*** Opening Entries supplied ***

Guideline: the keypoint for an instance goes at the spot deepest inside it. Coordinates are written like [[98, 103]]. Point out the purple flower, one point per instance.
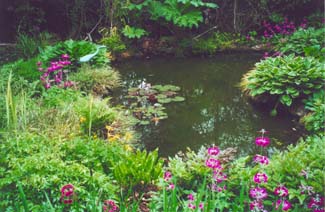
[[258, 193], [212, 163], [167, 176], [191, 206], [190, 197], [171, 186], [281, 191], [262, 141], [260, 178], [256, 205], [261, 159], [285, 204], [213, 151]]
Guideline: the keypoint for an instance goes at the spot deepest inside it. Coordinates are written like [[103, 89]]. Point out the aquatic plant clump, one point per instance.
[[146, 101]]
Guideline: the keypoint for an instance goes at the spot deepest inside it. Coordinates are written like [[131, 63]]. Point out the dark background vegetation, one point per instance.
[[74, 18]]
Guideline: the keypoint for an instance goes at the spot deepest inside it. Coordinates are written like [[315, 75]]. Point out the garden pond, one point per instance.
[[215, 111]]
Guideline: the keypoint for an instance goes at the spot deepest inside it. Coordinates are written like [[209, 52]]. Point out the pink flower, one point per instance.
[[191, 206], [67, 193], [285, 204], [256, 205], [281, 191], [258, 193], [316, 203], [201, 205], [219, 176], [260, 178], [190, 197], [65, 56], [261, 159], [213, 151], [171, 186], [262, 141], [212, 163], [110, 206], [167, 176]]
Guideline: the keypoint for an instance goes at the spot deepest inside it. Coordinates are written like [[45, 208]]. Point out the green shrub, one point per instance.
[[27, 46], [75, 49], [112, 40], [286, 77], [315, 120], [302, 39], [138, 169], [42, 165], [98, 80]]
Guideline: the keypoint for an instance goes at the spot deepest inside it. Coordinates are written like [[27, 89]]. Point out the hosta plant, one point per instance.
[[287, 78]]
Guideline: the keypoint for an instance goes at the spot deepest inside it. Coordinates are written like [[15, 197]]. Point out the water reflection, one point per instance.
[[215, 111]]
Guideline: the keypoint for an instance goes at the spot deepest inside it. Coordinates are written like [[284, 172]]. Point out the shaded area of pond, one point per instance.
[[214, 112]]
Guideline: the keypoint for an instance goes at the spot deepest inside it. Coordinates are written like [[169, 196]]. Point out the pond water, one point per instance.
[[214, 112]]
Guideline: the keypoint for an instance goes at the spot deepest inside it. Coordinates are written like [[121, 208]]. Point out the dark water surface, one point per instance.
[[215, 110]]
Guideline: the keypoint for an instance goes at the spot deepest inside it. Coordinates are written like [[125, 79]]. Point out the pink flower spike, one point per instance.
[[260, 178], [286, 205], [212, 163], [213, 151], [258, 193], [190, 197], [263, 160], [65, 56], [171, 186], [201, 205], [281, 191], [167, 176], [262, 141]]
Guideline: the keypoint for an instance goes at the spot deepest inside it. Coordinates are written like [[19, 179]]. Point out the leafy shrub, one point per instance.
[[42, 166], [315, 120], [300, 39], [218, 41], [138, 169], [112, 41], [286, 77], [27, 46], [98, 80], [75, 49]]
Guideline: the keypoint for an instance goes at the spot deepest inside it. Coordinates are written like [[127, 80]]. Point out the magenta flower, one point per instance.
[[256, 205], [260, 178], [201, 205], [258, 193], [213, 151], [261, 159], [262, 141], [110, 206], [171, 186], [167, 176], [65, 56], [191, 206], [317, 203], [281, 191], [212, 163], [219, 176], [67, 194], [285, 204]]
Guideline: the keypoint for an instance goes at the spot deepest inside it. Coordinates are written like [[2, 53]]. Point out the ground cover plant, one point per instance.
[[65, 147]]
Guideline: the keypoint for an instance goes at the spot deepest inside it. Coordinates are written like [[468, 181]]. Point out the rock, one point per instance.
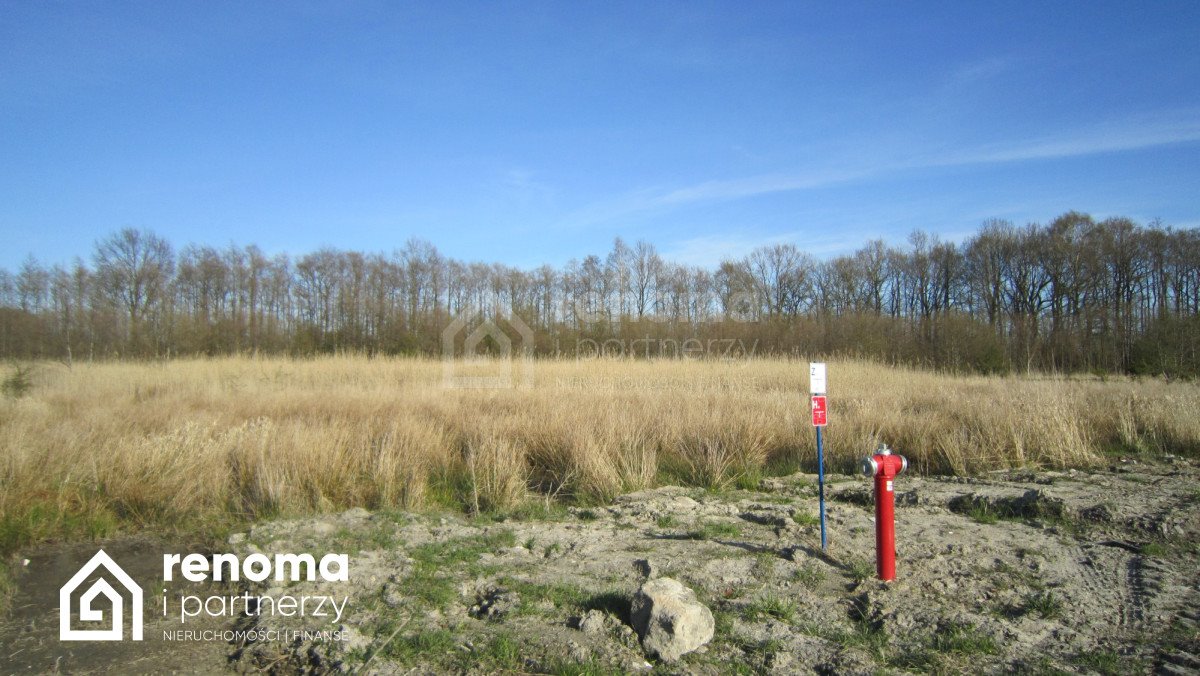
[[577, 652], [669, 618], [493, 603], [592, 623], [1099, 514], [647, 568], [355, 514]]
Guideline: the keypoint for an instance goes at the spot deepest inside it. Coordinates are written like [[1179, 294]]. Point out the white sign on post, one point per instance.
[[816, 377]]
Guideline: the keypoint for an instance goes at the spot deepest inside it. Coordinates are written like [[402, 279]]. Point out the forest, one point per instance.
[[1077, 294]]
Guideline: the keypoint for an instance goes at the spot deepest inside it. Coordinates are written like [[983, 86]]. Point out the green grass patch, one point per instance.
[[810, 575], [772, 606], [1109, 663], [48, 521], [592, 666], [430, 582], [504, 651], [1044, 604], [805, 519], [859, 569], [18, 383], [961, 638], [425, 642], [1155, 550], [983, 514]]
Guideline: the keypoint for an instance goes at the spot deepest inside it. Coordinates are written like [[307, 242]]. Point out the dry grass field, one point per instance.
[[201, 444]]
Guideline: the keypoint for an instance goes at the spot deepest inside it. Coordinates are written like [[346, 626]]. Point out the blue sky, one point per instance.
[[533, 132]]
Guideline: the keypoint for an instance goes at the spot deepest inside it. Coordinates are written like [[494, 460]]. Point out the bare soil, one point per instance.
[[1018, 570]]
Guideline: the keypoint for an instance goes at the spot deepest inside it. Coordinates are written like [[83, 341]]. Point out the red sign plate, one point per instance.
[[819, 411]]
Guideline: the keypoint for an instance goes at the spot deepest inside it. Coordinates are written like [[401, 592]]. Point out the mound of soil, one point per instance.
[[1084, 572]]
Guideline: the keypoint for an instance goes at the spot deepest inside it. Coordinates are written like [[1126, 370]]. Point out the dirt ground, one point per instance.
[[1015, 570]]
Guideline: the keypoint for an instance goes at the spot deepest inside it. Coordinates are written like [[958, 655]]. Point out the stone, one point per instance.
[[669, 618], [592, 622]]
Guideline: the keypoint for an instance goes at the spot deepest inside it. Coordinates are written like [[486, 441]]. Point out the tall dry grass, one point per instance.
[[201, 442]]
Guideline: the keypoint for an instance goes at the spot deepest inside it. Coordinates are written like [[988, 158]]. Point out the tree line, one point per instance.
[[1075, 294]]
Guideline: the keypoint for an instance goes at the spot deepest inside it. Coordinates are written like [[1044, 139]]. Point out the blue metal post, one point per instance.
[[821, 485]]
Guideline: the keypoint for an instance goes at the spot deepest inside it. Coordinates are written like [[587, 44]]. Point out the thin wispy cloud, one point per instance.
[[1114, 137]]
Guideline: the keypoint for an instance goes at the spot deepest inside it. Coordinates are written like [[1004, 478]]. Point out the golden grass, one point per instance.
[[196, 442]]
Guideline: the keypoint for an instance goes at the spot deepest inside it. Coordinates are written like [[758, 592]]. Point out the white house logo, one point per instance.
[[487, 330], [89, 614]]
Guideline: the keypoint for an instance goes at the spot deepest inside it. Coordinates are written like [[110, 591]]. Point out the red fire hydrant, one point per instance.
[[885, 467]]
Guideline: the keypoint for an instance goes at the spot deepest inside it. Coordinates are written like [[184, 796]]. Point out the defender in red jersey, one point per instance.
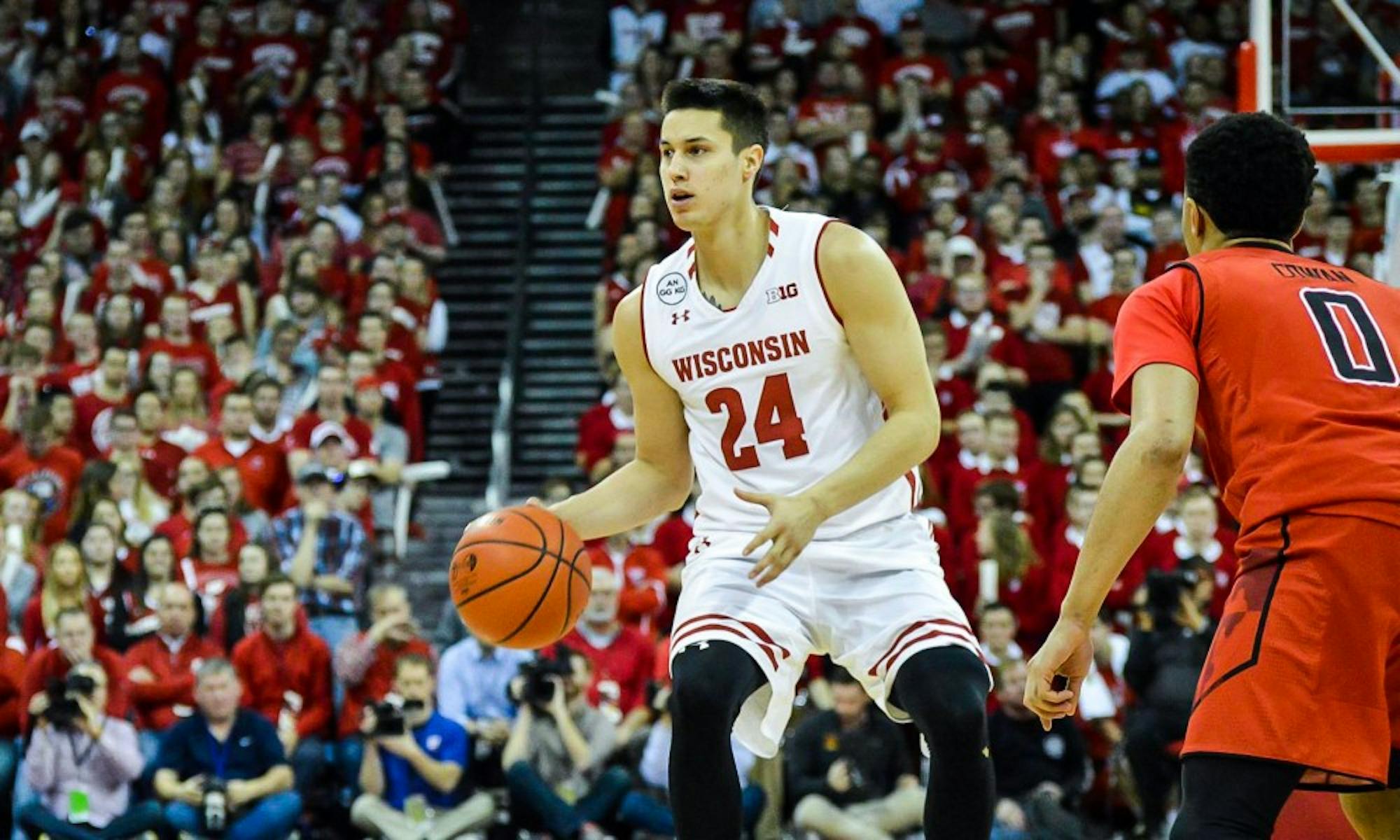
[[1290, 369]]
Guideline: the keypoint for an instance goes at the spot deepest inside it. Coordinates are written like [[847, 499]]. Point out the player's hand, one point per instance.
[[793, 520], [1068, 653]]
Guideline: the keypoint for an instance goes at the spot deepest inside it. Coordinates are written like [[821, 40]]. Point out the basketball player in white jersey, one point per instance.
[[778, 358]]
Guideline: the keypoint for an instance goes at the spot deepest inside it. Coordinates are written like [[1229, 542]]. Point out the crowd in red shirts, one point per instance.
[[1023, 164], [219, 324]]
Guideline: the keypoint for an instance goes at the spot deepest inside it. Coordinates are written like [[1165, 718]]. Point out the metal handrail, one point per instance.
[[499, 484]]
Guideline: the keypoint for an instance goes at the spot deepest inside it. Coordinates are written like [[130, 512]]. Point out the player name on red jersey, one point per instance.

*** Closing Entries supplied ***

Exercise prompt: Once the pictures are removed, output the entries above exactly as given.

Solution:
Guideline: the keypoint for an instance goes at the spot deepest inside it. Coordinates are written like [[98, 103]]. Point out the purple flower, one point per instance.
[[258, 193], [212, 163], [167, 176], [191, 206], [190, 197], [171, 186], [281, 191], [262, 141], [260, 178], [256, 205], [261, 159], [285, 204], [213, 151]]
Guideline: the keypoint for an instance goes at the spot deepest inside it. Coordinates are written like [[103, 89]]. Point out the aquatic plant clump, one point per instance.
[[146, 101]]
Guideline: the keypoint for an instance goes at the spot deepest inside it. Coordinates are written like [[131, 63]]. Point out the dark background vegetation, one point per instance.
[[74, 18]]
Guideline: the keypoint for an instance goes at the spot deepest inside it. Coordinates are written like [[315, 75]]. Point out the garden pond, one point per instance.
[[215, 111]]
Guideline: the keypoint for an instance goes at the spot deepest inside it. Coordinates are written like [[209, 52]]. Point out the pink flower, one point per instance.
[[191, 206], [67, 193], [285, 204], [256, 205], [281, 191], [258, 193], [316, 203], [201, 205], [219, 176], [260, 178], [190, 197], [65, 56], [261, 159], [213, 151], [171, 186], [262, 141], [212, 163], [110, 206], [167, 176]]
Guideline: the keypoint for an instance goes at the spot deepest inside it. Coordinates are written like [[45, 208]]. Point out the green shrub, one point per instance.
[[27, 46], [75, 49], [112, 40], [286, 77], [315, 120], [302, 39], [138, 169], [42, 165], [98, 80]]
Guideline: the keypoint for an instance goes at the spot deepest inside it. Coordinates are written like [[27, 89]]. Point out the hosta plant, one point per instance.
[[287, 78]]
Guideline: the keypoint for an instance goes at the spot deepest inside it. Coordinates are written like [[15, 197]]. Point out the water reflection, one point per instance.
[[215, 111]]
Guideline: the keypoint for an instance goes at the spot deepest inside it. Coordinates are written like [[284, 172]]. Point out the shaded area of pond, one point per instance.
[[214, 112]]
Guideline: the keypoint for an instance goes at the spot deepest inside it. Coordinates are written like [[169, 196]]. Point out the pond water, one point per instance.
[[214, 112]]
Guideline: the keypoint for an instance goes at the spot deepest inside it. Coordinates are written like [[121, 208]]. Point out the dark water surface, one point per instance.
[[215, 110]]
Guideline: the keypoint for an instance goes at the spot deepest inside it. Coordinates are written like [[125, 79]]. Point out the pink flower spike, one point per instance.
[[260, 178], [286, 205], [212, 163], [213, 151], [258, 193], [190, 197], [263, 160], [65, 56], [171, 186], [201, 205], [281, 191], [167, 176], [262, 141]]
Guideline: the keypoint for an instance goes at the spot deepest inside it. Coordinates are written like [[19, 179]]. Point out the leafy shrub, one point per instance.
[[42, 166], [315, 120], [300, 39], [218, 41], [138, 169], [112, 41], [286, 77], [27, 46], [98, 80], [75, 49]]
Guideline: the keypoint for an instance goes at the spot deepest inside it. Coordinates are written like [[127, 80]]. Point out the magenta flower, one point per instance.
[[256, 205], [260, 178], [201, 205], [258, 193], [213, 151], [261, 159], [262, 141], [110, 206], [171, 186], [167, 176], [65, 56], [191, 206], [317, 203], [281, 191], [212, 163], [219, 176], [67, 194], [285, 204]]
Guideline: the keypoint for an instance goes at the spot deepest inside it. Coordinates are written like [[2, 53]]. Point out the ground cover plant, one point per instance.
[[65, 147]]
Guideline: the keypoint for an instance goes at the spot deepest inside it. Coordinates are written like [[468, 181]]. Point out the rock, one point per instance.
[[577, 652], [669, 618], [493, 603], [592, 623], [1099, 514], [647, 568], [355, 514]]
Guideline: the keypoint for an instance goes at the spot deepest inside it. Coordinates are written like [[1179, 294]]. Point out the white sign on post, one point per instance.
[[816, 377]]
Guideline: the keypoint for an instance goes at the spot deepest inside it. Coordinates are written like [[402, 279]]. Point out the forest, one point per instance.
[[1077, 294]]
Guideline: the keypoint for an instance goes at the spot deepest inside it. Coordinates are written like [[983, 86]]. Point out the green grass patch, one point per instance.
[[810, 575], [772, 606], [1109, 663], [48, 521], [592, 666], [430, 582], [504, 651], [1044, 604], [805, 519], [859, 569], [18, 383], [961, 638], [425, 642], [1155, 550], [983, 514]]
Guideline: the keypoint for an instance goes at the spot deepest inside it. Coordinates are written like [[307, 242]]. Point out the dry grass field, one point per instance.
[[201, 444]]
Guideline: the keypoint for an instance goes at the spot deepest inside it. Coordinates are written like [[346, 626]]. Point out the blue sky, one point per instance.
[[533, 132]]
Guideline: the keypoint for an instance goes at the spot deepest inside it. Coordinates are written like [[494, 460]]. Point out the bare soil, one point per instance.
[[1018, 570]]
Guideline: the keypoint for an instance goes at the spot deepest inside it. Coordinates are written like [[83, 341]]. Point out the red sign plate, one point per instance.
[[819, 411]]
Guideline: the keypoint for an instance goes at the spot deepest inside it. Coordinates are written like [[401, 592]]. Point out the mound of soil, one point per instance.
[[1084, 572]]
Guideline: the keypoint for an instance goes at the spot deepest inside it. Coordinates are written like [[1126, 370]]. Point out the dirt ground, one point per instance.
[[1015, 570]]
Guideline: the keypoint for an instance goes at the spot deepest inside it. Coordinates are written like [[958, 655]]. Point out the stone, one point per instance.
[[669, 618], [592, 622]]
Guideline: the keypoint for an instance goes at the spot deepest inside it. Coordinates are written like [[486, 441]]. Point out the tall dry grass, one point per instance.
[[201, 442]]
Guideline: the keypoint for an instance goes at the spot deepest inside it. Coordinates are written like [[988, 158]]. Point out the tree line, one point per instance.
[[1075, 294]]
Guideline: the keypoint for an instance goes at the spot deepest inside it. Coordinates are written like [[1044, 139]]. Point out the blue metal post, one point per instance.
[[821, 485]]
Guideline: the keypoint for an instance goes at the spot deepest inside it. Coordinates are written like [[587, 44]]. Point out the thin wispy cloud, one point per instance.
[[1114, 137]]
Guideline: the keypoint for an instance goes at the spot deepest inside it. Coordinates are written like [[1004, 478]]. Point out the golden grass, one point per instance.
[[196, 442]]
Guideline: the keypoint for an instance goes at the spot deepest inside it. Coordinates are written like [[758, 592]]. Point out the white house logo, one point per instance.
[[487, 330], [89, 614]]
Guideline: the keypoint for an instance goes at the spot deepest inside it. Coordinates are written like [[110, 591]]. Point out the red fire hydrant, one point per instance.
[[885, 467]]
Guideline: the keypoint for an instance goes at the spot deepest inside it. Coordinates are written like [[184, 796]]. Point out the defender in red jersey, one point per instance.
[[1290, 369]]
Guideline: the keypoint for an instance goes at the spot deepest inside it. Coordinates are written like [[847, 499]]. Point out the player's hand, one point per instance.
[[793, 520], [1068, 653]]
Guideline: the keypoint for an instance goes at the spot deepest inside it. Coordinates are written like [[821, 40]]. Point out the basketball player in white jersey, one point per instance.
[[778, 358]]
Guideline: the keypoint for an instance goes at the spot deepest inside it. Coordinates are written like [[1229, 542]]. Point out the crowd in red shirts, one point per instance.
[[1023, 164], [219, 324]]
Guideline: the keypoint for an instance goes at the spot deepest inside it. Coordinates are written like [[1165, 718]]. Point out the metal handrail, one point per instance.
[[499, 484]]
Guideline: the keypoint for an instance goes at the spot deepest inside it. Coordinates are written like [[130, 512]]. Point out the player name on red jersey, one point per instance.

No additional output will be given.